- _SELECTED EXTRACT_
——————

Yesterday was the 40th anniversary of a terrible air-crash near Basle in Switzerland. 108 people died in snowy woodlands as the plane came down during a snowstorm. Many of the people on board were women, and many came from Somerset where I live. It shocked the world when it happened, but here in our small county it was particularly heart-breaking as the mothers of forty children were killed on what should have been a lovely day out.
The women, and some of their husbands, ordinary mums, grandmas, sisters and friends had gone,as they had for the previous two years on a shopping day to Basle, flying from Bristol Airport (as we have many times) to Switzerland. It was the annual outing for members of Axbridge Ladies Guild, who were joined by women from Cheddar Mums’ Night Out group, skittles players from Wrington and Congresbury, plus friends and relatives. These are all small villages within ten miles of where I’m sitting now, pretty, ordinary places, with nice, ordinary families.

——————

- _SET EXERCISE 1_
Answer these questions about the post on the Basle air crash:
(a) How many people died in the crash?
(b) From which airport did the women fly to Switzerland?
(c) Which group's annual outing was the trip?

(Saved data entries)
——————

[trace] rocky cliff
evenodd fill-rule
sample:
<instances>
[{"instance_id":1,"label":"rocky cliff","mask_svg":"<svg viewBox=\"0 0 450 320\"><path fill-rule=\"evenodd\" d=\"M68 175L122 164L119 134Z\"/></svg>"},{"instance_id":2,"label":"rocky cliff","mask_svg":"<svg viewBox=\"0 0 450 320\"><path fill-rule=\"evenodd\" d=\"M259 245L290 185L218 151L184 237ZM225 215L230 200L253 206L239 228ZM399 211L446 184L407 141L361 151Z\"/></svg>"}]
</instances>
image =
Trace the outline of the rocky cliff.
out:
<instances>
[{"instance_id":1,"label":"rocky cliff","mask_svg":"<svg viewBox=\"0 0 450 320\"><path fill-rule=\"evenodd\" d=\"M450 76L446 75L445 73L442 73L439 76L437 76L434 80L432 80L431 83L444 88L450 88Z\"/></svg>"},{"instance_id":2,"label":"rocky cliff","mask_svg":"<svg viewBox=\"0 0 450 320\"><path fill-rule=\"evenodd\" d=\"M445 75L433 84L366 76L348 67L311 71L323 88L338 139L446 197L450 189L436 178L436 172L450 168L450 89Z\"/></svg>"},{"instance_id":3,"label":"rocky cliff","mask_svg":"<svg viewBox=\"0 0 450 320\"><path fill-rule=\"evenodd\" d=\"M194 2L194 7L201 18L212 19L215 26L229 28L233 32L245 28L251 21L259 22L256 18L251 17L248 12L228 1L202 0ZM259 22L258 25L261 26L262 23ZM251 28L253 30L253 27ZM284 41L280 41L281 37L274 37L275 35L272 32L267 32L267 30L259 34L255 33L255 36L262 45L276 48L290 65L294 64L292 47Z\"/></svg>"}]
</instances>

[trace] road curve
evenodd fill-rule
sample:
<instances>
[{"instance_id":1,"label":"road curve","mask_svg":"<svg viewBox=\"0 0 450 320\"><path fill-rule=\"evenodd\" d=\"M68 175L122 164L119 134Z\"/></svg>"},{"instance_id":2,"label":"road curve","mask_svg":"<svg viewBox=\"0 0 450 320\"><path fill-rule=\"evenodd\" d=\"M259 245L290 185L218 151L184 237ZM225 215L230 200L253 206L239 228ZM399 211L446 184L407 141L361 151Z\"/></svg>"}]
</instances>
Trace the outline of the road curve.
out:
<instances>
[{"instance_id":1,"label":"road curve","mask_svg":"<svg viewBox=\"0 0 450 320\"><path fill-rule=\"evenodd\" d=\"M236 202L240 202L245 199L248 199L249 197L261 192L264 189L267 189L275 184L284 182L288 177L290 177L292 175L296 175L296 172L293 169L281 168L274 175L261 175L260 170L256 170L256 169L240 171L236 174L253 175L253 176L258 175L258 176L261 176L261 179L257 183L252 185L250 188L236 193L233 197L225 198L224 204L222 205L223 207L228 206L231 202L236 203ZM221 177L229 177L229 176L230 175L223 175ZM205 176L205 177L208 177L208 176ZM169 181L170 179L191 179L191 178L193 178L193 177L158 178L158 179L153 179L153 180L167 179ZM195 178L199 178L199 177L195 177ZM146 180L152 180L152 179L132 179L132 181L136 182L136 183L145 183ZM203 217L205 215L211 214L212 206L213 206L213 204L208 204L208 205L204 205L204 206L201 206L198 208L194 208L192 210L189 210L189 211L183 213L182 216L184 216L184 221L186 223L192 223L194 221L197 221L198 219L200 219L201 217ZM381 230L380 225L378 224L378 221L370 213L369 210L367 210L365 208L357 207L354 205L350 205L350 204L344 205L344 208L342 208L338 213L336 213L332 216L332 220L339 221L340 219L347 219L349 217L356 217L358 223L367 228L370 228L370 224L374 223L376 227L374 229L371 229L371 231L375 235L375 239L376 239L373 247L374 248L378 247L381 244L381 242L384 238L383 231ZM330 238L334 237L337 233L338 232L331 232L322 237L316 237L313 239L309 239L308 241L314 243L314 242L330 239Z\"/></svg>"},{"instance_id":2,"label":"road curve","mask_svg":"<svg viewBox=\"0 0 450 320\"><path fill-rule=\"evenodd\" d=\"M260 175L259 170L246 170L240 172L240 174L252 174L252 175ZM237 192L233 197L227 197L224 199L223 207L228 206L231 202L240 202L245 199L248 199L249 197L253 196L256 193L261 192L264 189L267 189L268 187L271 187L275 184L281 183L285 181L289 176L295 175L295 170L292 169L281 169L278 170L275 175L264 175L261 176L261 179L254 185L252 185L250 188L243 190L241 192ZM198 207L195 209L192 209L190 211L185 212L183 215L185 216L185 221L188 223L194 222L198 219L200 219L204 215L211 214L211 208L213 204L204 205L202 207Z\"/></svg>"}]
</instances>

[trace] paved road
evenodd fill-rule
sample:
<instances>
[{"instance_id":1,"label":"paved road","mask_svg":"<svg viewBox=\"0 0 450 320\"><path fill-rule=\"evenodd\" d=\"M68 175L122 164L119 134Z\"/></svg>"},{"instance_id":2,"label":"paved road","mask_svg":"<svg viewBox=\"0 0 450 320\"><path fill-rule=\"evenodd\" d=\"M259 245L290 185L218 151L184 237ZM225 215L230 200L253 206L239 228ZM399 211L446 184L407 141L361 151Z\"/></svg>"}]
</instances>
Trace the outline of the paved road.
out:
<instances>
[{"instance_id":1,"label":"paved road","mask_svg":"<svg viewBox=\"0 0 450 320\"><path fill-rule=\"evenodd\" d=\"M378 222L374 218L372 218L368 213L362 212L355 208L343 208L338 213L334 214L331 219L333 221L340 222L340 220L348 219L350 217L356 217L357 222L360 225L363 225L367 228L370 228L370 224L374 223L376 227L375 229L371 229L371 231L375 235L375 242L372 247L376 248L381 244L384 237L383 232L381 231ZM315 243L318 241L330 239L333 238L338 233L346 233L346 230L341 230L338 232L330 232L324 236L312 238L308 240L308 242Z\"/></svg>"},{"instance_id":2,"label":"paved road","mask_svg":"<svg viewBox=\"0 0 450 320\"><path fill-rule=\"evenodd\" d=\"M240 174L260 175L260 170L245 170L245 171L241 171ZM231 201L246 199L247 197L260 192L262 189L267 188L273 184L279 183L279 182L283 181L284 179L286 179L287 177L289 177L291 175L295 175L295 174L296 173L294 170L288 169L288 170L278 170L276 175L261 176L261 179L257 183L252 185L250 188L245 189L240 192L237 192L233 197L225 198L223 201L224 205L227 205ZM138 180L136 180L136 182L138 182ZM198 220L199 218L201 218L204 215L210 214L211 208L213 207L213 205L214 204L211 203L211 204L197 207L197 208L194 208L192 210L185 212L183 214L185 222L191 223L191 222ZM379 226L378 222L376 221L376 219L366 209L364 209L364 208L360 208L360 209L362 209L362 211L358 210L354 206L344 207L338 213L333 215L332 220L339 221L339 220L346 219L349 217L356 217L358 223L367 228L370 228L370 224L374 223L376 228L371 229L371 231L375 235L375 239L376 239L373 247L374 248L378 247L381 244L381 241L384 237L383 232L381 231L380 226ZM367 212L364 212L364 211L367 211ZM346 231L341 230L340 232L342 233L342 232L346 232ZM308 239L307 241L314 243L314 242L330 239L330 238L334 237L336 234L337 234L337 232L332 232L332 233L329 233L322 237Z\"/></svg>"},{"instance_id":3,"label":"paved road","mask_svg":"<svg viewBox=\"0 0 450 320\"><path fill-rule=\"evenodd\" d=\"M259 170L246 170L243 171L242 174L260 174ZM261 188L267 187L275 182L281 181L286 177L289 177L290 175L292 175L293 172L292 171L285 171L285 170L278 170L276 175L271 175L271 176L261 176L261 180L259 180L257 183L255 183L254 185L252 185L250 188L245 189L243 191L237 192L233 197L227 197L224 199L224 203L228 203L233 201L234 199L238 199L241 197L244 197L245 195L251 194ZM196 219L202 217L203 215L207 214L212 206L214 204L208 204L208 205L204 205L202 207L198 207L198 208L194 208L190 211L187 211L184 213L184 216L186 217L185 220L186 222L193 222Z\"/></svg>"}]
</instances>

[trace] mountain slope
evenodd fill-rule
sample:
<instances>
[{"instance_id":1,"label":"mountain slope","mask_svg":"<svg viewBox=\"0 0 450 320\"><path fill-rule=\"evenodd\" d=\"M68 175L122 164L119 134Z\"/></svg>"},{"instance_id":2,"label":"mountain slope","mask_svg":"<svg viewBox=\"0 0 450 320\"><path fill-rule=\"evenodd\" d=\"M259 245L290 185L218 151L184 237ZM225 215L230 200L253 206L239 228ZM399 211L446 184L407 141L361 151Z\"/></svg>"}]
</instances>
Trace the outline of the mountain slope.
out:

——————

- _SET EXERCISE 2_
Please edit the rows above, starting at the line that contains "[trace] mountain slope" and ending at the last line of the rows, by replacing "mountain slope" with "hillside" and leaving everything else unchanged. Return only those lines.

- _ANSWER 1_
(a) 108 people.
(b) Bristol Airport.
(c) Axbridge Ladies Guild.

- _ANSWER 2_
[trace] hillside
evenodd fill-rule
sample:
<instances>
[{"instance_id":1,"label":"hillside","mask_svg":"<svg viewBox=\"0 0 450 320\"><path fill-rule=\"evenodd\" d=\"M68 175L122 164L119 134Z\"/></svg>"},{"instance_id":2,"label":"hillside","mask_svg":"<svg viewBox=\"0 0 450 320\"><path fill-rule=\"evenodd\" d=\"M259 245L290 185L218 151L184 237ZM225 215L230 200L253 206L239 228ZM399 211L446 184L407 141L361 151Z\"/></svg>"}]
</instances>
Trace the outline of the hillside.
out:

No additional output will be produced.